▶ [Exercise directions]:
Copy every line of the material below word for word.

[Start of Provided data]

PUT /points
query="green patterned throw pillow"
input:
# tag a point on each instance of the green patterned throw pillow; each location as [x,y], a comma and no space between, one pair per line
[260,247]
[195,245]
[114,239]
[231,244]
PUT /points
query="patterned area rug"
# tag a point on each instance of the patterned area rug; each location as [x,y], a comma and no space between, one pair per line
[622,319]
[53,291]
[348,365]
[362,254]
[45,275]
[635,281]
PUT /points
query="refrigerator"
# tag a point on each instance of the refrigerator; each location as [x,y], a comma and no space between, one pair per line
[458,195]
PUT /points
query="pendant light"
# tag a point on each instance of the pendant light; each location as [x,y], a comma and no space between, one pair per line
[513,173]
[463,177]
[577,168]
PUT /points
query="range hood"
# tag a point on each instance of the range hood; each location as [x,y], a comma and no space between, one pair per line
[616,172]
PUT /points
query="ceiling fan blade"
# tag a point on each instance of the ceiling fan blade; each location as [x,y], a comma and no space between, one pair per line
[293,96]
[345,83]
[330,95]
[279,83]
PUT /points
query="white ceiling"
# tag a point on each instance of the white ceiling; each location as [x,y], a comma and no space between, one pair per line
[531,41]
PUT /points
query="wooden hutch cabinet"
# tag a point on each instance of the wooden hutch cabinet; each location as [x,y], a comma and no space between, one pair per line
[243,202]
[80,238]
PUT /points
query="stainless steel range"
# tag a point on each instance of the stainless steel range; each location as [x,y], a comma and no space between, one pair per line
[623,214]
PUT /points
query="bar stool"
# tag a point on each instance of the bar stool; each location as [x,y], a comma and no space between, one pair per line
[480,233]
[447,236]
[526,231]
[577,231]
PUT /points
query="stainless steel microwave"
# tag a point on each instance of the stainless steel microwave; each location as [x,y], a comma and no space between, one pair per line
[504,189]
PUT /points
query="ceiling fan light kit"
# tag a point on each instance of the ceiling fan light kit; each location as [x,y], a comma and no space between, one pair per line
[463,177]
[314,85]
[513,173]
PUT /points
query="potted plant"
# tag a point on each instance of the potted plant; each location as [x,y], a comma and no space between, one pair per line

[End of Provided data]

▶ [Result of the exercise]:
PUT /points
query="green patterned throw pillow"
input:
# tag a point on each instance of the green patterned throw pillow; each location as [x,y], a comma and no space between, one pair per line
[260,247]
[195,245]
[114,239]
[231,244]
PUT /points
query="patterned area rug"
# tag a point on each instance of the patterned area rug; each location as [x,y], a comma and no space between, one pair per line
[622,319]
[53,291]
[348,365]
[362,254]
[45,275]
[635,281]
PUT /points
query="refrigerator"
# tag a point on each instance of the refrigerator; each location as [x,y], a comma and no space between, one pair per line
[458,195]
PUT /points
query="pendant light"
# tag a point on each instance of the pendant light; each location as [x,y], a comma and no space between, one pair per line
[513,173]
[463,177]
[577,168]
PUT /points
query="range hood"
# tag a point on each instance of the range hood; each location as [x,y], a comma and no space between, one pair per line
[616,172]
PUT /points
query="ceiling fan blade"
# tag a point on each instance of the ceiling fan blade; each location as [x,y], a comma and no space between, one pair per line
[293,96]
[345,83]
[330,95]
[279,83]
PUT /points
query="white ceiling"
# tag a point on each instance of the white ceiling; each location as [x,y], a comma and no space between, one pair per line
[531,41]
PUT /points
query="wooden hutch cabinet"
# tag a point on each instance of the wooden hutch cabinet; each location as [x,y], a comma and no space between, one pair per line
[243,202]
[80,238]
PUT /points
query="stainless steel range"
# tag a point on each instance of the stainless steel range; each location as [x,y], a comma and no space between, one pair per line
[623,214]
PUT /points
query="bar stool"
# tag a point on each instance of the bar stool; each location as [x,y], a comma and no space between, one pair per line
[480,233]
[447,236]
[526,231]
[577,231]
PUT /points
query="stainless steel microwave"
# tag a point on each instance of the stainless steel microwave; each location as [x,y], a comma and no space between, one pair per line
[504,189]
PUT /points
query="ceiling fan light kit"
# tag a point on each instance of the ceiling fan light kit; each location as [x,y], a comma and no space between, one pair per line
[463,177]
[314,85]
[513,173]
PUT /points
query="potted plant"
# tag a point on each instance of the potted plant; each location as [x,y], a comma and no space between, one pair per line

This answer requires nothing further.